* _Short problem_
Print the entries in full, word for word, but not the pictures.

▼▼▼

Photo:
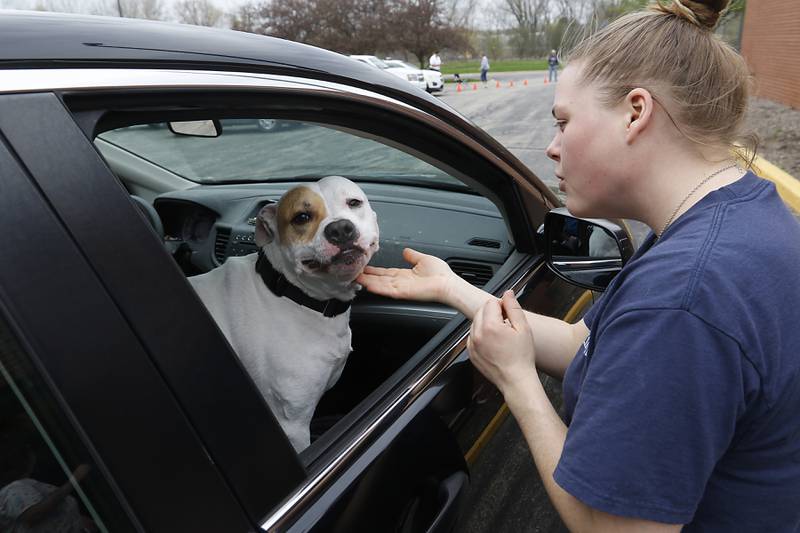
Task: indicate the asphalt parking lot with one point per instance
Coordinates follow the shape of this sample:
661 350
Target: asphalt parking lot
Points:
518 115
515 108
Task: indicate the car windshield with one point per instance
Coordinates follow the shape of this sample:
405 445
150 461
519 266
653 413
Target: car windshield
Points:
269 150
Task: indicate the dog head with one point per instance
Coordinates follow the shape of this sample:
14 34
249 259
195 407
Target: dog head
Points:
320 236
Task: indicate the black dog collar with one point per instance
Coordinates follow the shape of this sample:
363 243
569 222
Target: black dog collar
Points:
280 286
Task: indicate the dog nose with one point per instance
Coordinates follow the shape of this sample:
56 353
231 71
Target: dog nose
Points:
340 232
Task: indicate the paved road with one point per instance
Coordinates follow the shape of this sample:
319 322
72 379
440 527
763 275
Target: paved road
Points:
520 117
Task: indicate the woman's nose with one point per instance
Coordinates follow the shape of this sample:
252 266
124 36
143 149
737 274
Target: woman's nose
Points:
553 149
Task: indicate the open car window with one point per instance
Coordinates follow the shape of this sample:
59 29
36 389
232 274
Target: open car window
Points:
267 150
202 196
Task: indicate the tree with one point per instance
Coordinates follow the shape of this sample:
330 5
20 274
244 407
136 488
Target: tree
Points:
529 17
198 12
346 26
141 9
247 18
421 27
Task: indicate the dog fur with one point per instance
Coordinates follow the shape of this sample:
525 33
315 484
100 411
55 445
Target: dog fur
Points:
293 353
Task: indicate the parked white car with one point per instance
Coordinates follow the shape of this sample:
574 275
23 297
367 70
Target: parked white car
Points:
433 78
413 75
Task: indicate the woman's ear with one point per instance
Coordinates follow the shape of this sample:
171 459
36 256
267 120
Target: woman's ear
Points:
638 113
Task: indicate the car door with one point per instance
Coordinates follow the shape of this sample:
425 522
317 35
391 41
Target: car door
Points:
399 458
83 374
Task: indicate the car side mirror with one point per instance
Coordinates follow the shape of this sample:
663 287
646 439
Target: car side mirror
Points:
585 252
197 128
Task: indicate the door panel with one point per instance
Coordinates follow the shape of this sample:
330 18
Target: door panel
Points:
84 347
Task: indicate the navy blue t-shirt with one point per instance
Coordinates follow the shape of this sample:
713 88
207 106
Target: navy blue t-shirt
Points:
683 403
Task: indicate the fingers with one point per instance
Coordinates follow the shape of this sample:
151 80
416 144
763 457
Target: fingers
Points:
513 310
412 256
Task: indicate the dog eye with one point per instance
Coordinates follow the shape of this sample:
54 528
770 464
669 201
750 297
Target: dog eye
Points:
301 218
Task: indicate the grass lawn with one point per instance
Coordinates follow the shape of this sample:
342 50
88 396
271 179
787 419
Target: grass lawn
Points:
503 65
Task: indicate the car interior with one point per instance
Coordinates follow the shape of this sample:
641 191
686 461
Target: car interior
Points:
200 192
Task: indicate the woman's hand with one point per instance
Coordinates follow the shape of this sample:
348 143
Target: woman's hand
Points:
427 280
501 344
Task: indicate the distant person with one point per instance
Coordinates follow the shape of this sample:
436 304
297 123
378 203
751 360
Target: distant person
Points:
484 69
552 64
435 62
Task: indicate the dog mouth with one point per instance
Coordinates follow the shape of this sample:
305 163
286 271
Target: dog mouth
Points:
346 257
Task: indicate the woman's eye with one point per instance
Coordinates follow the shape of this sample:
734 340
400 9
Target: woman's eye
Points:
301 218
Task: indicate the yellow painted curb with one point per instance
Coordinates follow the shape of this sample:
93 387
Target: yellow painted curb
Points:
788 187
502 413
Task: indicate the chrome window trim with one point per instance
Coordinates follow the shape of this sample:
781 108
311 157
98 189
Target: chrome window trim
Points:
280 518
35 80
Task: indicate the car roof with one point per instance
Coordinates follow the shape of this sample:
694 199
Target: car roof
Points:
56 40
31 39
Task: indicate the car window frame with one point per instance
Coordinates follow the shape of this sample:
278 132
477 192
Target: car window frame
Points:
104 350
88 108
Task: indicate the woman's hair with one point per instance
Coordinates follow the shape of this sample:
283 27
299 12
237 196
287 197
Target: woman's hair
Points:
671 50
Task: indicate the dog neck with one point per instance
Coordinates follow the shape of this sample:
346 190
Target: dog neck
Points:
277 283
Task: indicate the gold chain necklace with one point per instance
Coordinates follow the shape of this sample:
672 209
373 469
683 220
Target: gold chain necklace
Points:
702 182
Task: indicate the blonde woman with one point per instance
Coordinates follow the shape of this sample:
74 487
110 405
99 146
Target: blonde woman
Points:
681 383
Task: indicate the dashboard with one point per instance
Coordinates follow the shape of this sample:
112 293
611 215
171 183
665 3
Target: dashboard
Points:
211 223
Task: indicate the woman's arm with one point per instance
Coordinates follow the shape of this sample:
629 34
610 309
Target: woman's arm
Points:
502 348
431 279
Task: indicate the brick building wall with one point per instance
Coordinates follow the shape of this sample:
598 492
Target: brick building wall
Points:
771 47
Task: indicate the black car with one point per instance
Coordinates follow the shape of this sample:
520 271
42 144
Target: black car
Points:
118 387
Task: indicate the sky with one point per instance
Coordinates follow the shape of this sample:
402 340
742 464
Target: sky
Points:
90 6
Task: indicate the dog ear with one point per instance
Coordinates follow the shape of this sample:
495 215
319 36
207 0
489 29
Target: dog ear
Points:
266 224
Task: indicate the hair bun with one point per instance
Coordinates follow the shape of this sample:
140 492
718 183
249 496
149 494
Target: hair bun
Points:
703 13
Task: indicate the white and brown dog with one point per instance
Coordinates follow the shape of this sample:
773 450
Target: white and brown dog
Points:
285 310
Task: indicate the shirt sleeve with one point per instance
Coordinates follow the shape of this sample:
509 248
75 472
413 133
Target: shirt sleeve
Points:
656 411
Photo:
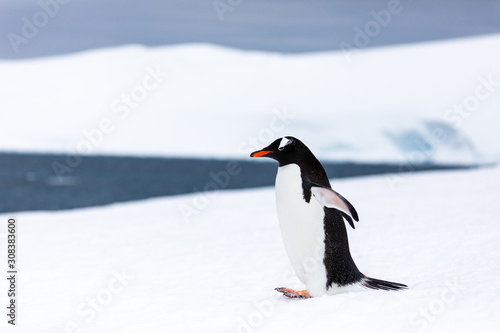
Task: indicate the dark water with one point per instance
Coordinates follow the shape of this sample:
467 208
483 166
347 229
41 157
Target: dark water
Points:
277 25
29 182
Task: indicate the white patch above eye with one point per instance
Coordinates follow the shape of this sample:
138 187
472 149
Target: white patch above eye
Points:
283 143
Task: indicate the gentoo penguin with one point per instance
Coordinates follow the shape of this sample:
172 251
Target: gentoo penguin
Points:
311 217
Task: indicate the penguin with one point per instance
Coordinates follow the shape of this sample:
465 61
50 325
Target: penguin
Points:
311 216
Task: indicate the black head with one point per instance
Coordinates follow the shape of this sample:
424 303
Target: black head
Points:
286 150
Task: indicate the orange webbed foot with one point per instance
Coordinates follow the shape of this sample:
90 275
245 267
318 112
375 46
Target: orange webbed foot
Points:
293 293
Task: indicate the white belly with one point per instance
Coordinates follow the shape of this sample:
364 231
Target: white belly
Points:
302 229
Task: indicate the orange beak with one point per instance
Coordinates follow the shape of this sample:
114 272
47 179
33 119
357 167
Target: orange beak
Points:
260 153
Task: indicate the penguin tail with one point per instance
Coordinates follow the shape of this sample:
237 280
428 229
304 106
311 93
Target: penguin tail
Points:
382 285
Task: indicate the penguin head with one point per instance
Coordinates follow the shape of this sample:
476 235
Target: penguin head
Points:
285 150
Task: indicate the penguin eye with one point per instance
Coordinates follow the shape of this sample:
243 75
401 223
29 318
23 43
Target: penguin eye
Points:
283 143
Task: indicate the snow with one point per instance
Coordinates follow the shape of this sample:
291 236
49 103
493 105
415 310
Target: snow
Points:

▲▲▲

* _Result_
Photo:
Task: indicate the asphalt parking lot with one point per instance
Coordinates follow the shape of this sample:
661 350
Target: asphalt parking lot
Points:
518 115
515 108
Task: indicate the car windshield with one point per instance
Coordinates follow the shape of this sample:
405 445
150 461
519 266
653 413
Target: car windshield
Points:
269 150
Task: indicate the dog head with one point per instance
Coordinates follow the shape of this sample:
14 34
249 259
195 407
Target: dog head
Points:
320 236
Task: indicate the black dog collar with one point per instance
Coordinates follow the shape of this sample:
363 243
569 222
Target: black dog collar
Points:
280 286
Task: indicate the dog nose with one point per instance
Coordinates follow the shape of this sample:
56 353
231 71
Target: dog nose
Points:
340 232
Task: indicate the paved road with one point per instance
Coordinates follow the shape of this sample:
319 322
72 379
440 527
763 275
Target: paved road
Points:
520 117
Task: indicate the woman's nose with one point per instance
Coordinates follow the shape of this sample:
252 266
124 36
143 149
737 274
Target: woman's nose
Points:
553 149
Task: indicate the open car window with one point per instance
Coordinates follow the shape of this sample:
59 29
36 389
232 274
Target: open car window
Points:
267 150
202 196
Task: indicate the tree with one point per instance
Coordinates follow the shape of this sample:
330 5
20 274
244 407
136 488
Target: tree
Points:
529 17
198 12
346 26
141 9
247 18
421 27
Task: indicate the dog fur with one point per instance
Coordinates follow the shape of this sample:
525 33
315 484
100 411
55 445
Target: dog fur
Points:
293 353
Task: indicate the parked white car with one point per instance
Coordinates follow the shape of this sample:
574 275
23 297
367 70
Target: parked white car
Points:
433 78
413 75
Task: indicate the woman's ear with one point per instance
Coordinates follow the shape of this sample:
171 459
36 256
267 120
Target: woman's ear
Points:
638 113
Task: indicate the car door with one point per instance
Coordinates follow the shape of this sample:
425 522
317 35
391 41
Target: car door
Points:
399 458
83 374
Task: indicate the car side mirror with one point per instance
Coordinates follow the shape of this sample:
663 287
646 439
Target: car side mirror
Points:
585 252
197 128
Task: indicate the door panel with one point per instance
Coordinates follow the shape of this sample:
330 18
Target: door panel
Points:
84 347
Task: indicate the navy blue t-shirt with one point per instance
Coordinates follow the shape of this sample:
713 88
207 106
Target: navy blue t-shirt
Points:
683 403
Task: indicate the fingers with one point per instance
Coordinates follow the shape of this sample:
151 80
416 144
763 457
Target: fingers
Points:
513 310
412 256
Task: indicate the dog eye with one point per instance
Coordinates follow the shape of this sample:
54 528
770 464
669 201
750 297
Target: dog eye
Points:
301 218
Task: indicate the grass lawn with one point per instance
Coordinates follow the shape of this sample:
342 50
88 396
271 179
787 419
Target: grass lawn
Points:
503 65
Task: indicate the car interior with one point per instance
Coordinates follow the shape of this sample:
641 191
686 461
Target: car interior
Points:
200 192
Task: indicate the woman's hand with one point per instance
Coordinates follow the shape of this sample:
348 143
Target: woman's hand
Points:
427 280
501 344
Task: indicate the distant person with one point per instance
Coordinates follow the shape of this sample:
436 304
297 123
378 203
751 360
Target: distant person
Points:
484 69
552 64
435 62
Task: indicate the dog mouth with one point per instance
Coordinates follow the shape of this sample:
305 163
286 271
Target: dog mouth
Points:
346 257
Task: indicate the woman's eye with one point per instance
Coordinates follow the shape of this sample:
734 340
400 9
Target: woman's eye
Points:
301 218
Task: indicate the yellow painted curb with one point per instance
Coordinates follow the shape of this sample:
93 387
Target: yellow painted curb
Points:
788 187
502 413
Task: indicate the chrome window trim with one point per instance
Coordinates follow the shape of this sample:
781 108
311 157
98 189
Target: chrome window trim
Points:
280 518
35 80
Task: indicate the car roof with one point per instance
Coordinates follow the shape of this sample:
694 199
Target: car roof
Points:
56 40
31 39
Task: indicate the car window frame with one point per instance
Coordinates follow the shape of this sample:
278 132
477 192
Target: car window frame
Points:
104 350
88 108
Task: indicate the woman's hair with one point per instance
Coordinates follow the shape of this sample:
283 27
299 12
237 196
287 197
Target: woman's hair
Points:
671 50
Task: indicate the dog neck with one point per instance
Coordinates follow the shape of this sample:
346 190
Target: dog neck
Points:
277 283
Task: indicate the gold chain necklace with one point per instance
Coordinates follow the shape of this sample:
672 209
373 469
683 220
Target: gold chain necklace
Points:
702 182
Task: indicate the blonde woman with one point per instance
Coordinates follow the shape of this sample:
74 487
110 405
99 146
Target: blonde woman
Points:
681 383
Task: indicate the dashboard with one point per instance
Coordinates follow the shape of this sample:
112 293
611 215
171 183
665 3
Target: dashboard
Points:
211 223
Task: indicate the woman's arm with one point per instance
Coordinates follow the shape of this sample:
629 34
610 309
Target: woman's arm
Points:
502 348
431 279
Task: indicate the brick building wall with one point per instance
Coordinates follow the shape of this sample:
598 492
Target: brick building wall
Points:
771 47
Task: indicate the black car with one point per instance
Coordinates follow the shape of this sample:
520 271
42 144
Target: black car
Points:
118 387
Task: indicate the sky with one point per instance
Coordinates follow the shape of this sample:
402 340
742 464
Target: sky
Points:
90 6
Task: indicate the dog ear with one point per instance
Coordinates follow the shape of this sample:
495 215
319 36
207 0
489 29
Target: dog ear
Points:
266 224
Task: indicate the hair bun with one point per instance
Coordinates follow the shape of this sample:
140 492
718 183
249 496
149 494
Target: hair bun
Points:
703 13
Task: indicate the white and brown dog with one point per instance
Coordinates follow the shape of this sample:
773 450
Target: white and brown dog
Points:
285 310
Task: indicate the shirt sleeve with one point per instance
Coordinates follow the shape of this sample:
509 248
75 472
413 133
Target: shirt sleeve
Points:
656 411
Photo:
Task: indicate the dark water with one point per instance
Coordinates follow the shape of this sample:
467 208
483 166
347 229
41 157
Target: dark water
Points:
277 25
29 182
Task: indicate the white patch above eye with one point per instance
Coordinates follow the shape of this sample:
138 187
472 149
Target: white patch above eye
Points:
283 143
Task: indicate the gentoo penguin with one point per instance
Coordinates follow the shape of this sample:
172 251
Target: gentoo penguin
Points:
311 217
Task: indicate the penguin with one point per instance
Coordinates follow the shape of this sample:
465 61
50 325
Target: penguin
Points:
311 216
Task: indicate the black head with one point per instance
Coordinates follow the shape of this sample:
424 303
Target: black head
Points:
286 150
Task: indicate the orange webbed foot with one point per instance
Coordinates follow the shape of this sample:
90 275
245 267
318 112
375 46
Target: orange webbed foot
Points:
293 293
Task: indicate the white belly with one point per instance
Coordinates follow the shape of this sample:
364 231
Target: white belly
Points:
302 229
Task: indicate the orange beak with one point per instance
Coordinates follow the shape of this sample:
114 272
47 179
33 119
357 167
Target: orange beak
Points:
260 153
Task: indicate the penguin tail with one point per instance
Coordinates follow the shape of this sample:
237 280
428 229
304 106
311 93
Target: penguin tail
Points:
382 285
Task: indicate the penguin head with one point per instance
Coordinates follow the shape of this sample:
476 235
Target: penguin head
Points:
285 150
Task: indicate the penguin eye with one point per instance
Coordinates follow the shape of this sample:
243 75
401 223
29 318
23 43
Target: penguin eye
Points:
283 143
Task: indicate the snow with one point per instance
Coordinates follow the shape of this sample:
291 236
49 103
493 105
415 310
Target: snow
Points:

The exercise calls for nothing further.